** Start **
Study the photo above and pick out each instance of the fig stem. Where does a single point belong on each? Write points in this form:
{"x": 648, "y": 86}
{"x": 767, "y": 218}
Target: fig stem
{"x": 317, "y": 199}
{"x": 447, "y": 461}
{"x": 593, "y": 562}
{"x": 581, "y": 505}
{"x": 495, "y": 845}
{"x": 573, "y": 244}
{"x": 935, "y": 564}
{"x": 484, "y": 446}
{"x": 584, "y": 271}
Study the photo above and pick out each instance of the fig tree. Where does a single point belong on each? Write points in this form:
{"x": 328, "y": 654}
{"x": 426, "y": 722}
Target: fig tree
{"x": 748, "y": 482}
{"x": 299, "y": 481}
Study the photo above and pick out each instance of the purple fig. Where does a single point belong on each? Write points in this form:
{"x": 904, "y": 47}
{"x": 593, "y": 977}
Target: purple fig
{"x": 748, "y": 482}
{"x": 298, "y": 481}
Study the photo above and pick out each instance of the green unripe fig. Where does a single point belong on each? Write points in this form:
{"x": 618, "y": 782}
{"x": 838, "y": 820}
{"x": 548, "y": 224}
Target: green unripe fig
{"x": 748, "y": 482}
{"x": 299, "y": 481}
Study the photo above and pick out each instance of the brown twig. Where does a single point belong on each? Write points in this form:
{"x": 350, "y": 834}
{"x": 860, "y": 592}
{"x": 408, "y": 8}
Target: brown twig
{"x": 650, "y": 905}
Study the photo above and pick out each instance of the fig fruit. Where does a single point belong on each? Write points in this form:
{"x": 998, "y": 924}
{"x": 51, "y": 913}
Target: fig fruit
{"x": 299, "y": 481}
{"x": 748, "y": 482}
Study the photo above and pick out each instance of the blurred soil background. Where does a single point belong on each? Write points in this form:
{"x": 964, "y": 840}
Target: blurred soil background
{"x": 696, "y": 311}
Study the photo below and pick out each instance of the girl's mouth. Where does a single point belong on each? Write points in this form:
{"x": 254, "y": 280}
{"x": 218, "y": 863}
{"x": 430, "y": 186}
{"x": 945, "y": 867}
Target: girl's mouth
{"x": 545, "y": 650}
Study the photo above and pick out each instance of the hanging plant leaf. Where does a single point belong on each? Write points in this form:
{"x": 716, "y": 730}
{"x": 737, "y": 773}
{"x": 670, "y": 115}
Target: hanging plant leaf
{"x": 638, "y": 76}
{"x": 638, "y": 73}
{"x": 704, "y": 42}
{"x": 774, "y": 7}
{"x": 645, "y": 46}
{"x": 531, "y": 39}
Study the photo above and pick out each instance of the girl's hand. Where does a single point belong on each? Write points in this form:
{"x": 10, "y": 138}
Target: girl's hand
** End **
OBJECTIVE
Starting at the line with "of the brown" and continuing through the end of the records, give those lines again with "Target" renamed to "Label" and everything else left unchanged.

RESULT
Study the photo above and pick out each instance of the brown twig. Where does a single point belong on each? Write points in this form:
{"x": 350, "y": 834}
{"x": 860, "y": 592}
{"x": 408, "y": 8}
Label: brown twig
{"x": 650, "y": 905}
Study the photo above and pick out each instance of the fig fruit. Where does a single point belong on each? Write points in this form:
{"x": 998, "y": 924}
{"x": 51, "y": 913}
Label: fig fruit
{"x": 299, "y": 481}
{"x": 748, "y": 482}
Study the photo above and pick out each instance of the blurred soil background. Where does a single point belong on each? Write points in this form:
{"x": 964, "y": 840}
Label: blurred soil background
{"x": 696, "y": 311}
Study the photo below and pick out each instance of the girl's mouth. Where does a single point belong on each? Write points in this form:
{"x": 254, "y": 280}
{"x": 218, "y": 863}
{"x": 430, "y": 186}
{"x": 945, "y": 867}
Label: girl's mouth
{"x": 545, "y": 650}
Study the photo above and pick out each instance of the hanging plant leaf. Where does a single point belong on each? Write points in this form:
{"x": 716, "y": 730}
{"x": 737, "y": 773}
{"x": 670, "y": 115}
Label: hanging plant leaf
{"x": 638, "y": 76}
{"x": 638, "y": 73}
{"x": 704, "y": 42}
{"x": 774, "y": 7}
{"x": 645, "y": 46}
{"x": 531, "y": 39}
Study the photo above and pick out each instance of the girl's hand. Where does a single point belong on each? Write points in this form:
{"x": 10, "y": 138}
Label: girl's hand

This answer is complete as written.